• **AIM OF THE TASK**
Using the listing below, keep only the lines with the word "black" and copy them.
▼
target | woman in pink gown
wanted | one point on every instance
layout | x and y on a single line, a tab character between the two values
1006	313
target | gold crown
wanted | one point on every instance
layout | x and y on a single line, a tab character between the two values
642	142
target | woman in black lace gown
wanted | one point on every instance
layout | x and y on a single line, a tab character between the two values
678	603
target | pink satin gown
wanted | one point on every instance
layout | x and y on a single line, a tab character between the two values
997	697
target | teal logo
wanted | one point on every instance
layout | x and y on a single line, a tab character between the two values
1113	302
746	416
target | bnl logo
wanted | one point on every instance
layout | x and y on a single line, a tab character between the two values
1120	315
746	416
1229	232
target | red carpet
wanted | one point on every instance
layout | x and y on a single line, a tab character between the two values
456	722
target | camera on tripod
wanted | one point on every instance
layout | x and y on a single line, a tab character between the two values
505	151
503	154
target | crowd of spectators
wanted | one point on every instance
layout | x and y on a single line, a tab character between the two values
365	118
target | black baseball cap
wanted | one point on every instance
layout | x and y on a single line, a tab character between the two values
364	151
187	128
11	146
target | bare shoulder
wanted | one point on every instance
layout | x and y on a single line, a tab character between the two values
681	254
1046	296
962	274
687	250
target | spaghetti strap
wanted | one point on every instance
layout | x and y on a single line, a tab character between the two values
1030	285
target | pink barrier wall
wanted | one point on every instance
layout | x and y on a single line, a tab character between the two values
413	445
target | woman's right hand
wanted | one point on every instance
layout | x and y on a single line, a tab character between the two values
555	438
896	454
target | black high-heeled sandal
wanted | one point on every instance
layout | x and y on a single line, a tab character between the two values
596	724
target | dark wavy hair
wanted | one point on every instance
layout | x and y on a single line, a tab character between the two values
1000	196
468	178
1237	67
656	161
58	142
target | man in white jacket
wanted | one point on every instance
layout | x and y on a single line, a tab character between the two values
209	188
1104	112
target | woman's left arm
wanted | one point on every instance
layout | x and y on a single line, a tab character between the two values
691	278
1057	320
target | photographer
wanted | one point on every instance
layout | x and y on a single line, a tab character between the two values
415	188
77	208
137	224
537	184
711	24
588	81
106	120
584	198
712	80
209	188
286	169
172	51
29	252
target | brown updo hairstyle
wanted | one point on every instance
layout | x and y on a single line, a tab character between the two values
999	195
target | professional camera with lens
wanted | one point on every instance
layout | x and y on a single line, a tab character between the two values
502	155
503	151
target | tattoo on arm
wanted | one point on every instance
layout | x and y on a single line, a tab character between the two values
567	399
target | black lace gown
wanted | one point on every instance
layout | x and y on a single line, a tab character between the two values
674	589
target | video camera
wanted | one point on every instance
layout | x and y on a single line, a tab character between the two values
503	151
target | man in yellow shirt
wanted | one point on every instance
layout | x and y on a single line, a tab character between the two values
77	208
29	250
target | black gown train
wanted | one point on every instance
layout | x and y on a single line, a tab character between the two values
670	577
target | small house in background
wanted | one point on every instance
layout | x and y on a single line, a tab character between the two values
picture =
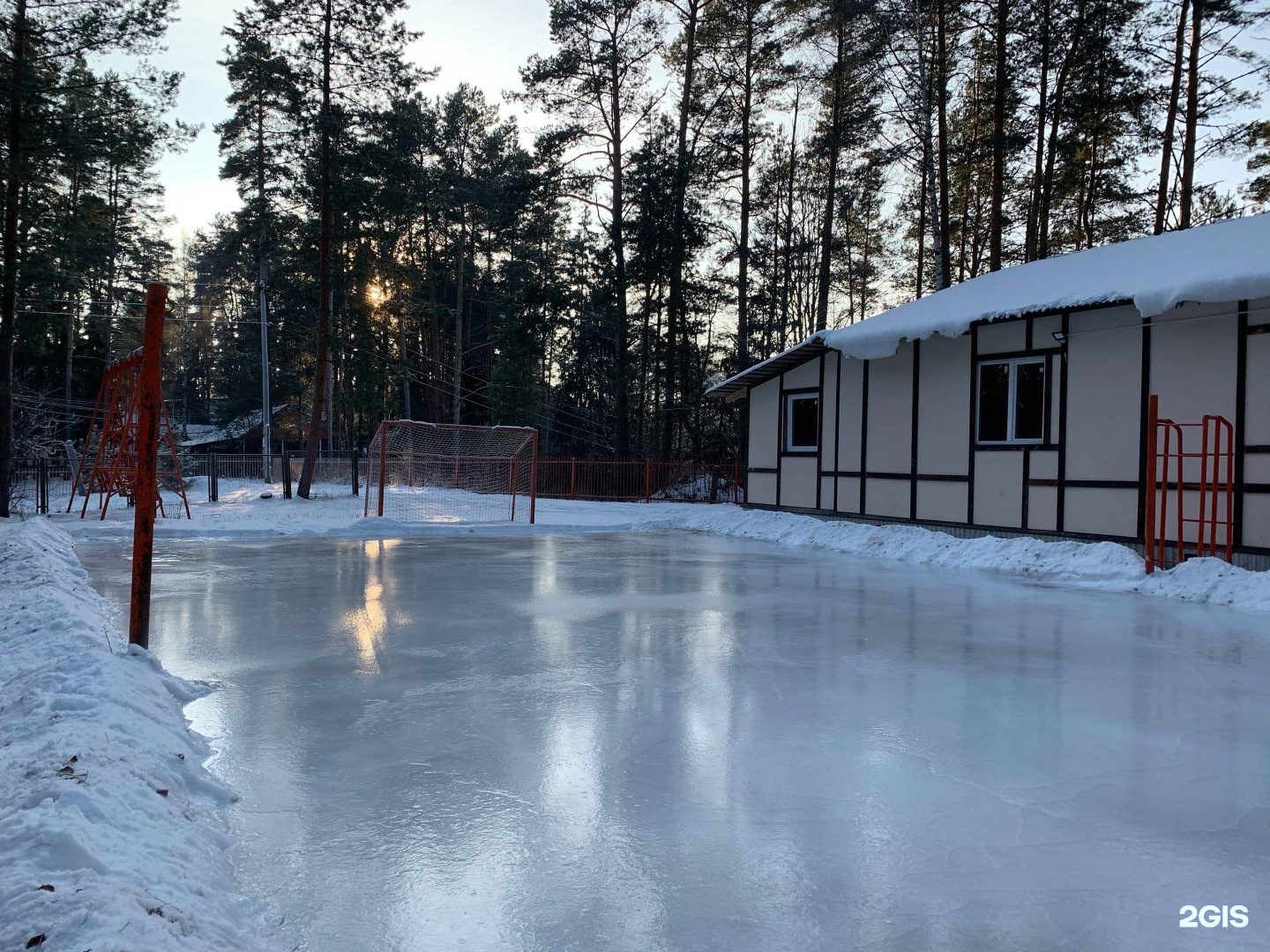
1021	400
239	435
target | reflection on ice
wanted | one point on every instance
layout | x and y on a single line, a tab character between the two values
675	741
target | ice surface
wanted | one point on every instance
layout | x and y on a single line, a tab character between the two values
109	837
1211	264
683	741
335	513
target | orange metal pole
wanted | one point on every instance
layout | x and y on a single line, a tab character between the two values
1201	527
1149	489
1229	487
512	487
146	490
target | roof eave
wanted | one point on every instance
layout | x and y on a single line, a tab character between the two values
773	367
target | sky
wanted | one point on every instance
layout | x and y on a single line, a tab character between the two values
482	42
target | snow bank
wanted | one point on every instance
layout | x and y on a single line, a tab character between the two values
1104	565
108	829
1099	565
1215	263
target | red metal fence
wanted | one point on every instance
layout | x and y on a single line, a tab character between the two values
639	481
1189	495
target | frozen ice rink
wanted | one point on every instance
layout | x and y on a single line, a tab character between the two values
677	741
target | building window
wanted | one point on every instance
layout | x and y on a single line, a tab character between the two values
1012	401
802	423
▲
• **WRITTEN SOLUTION**
target | woman in black lace gown
target | black baseball cap
target | black high-heeled sandal
target | black lace gown
target | black gown train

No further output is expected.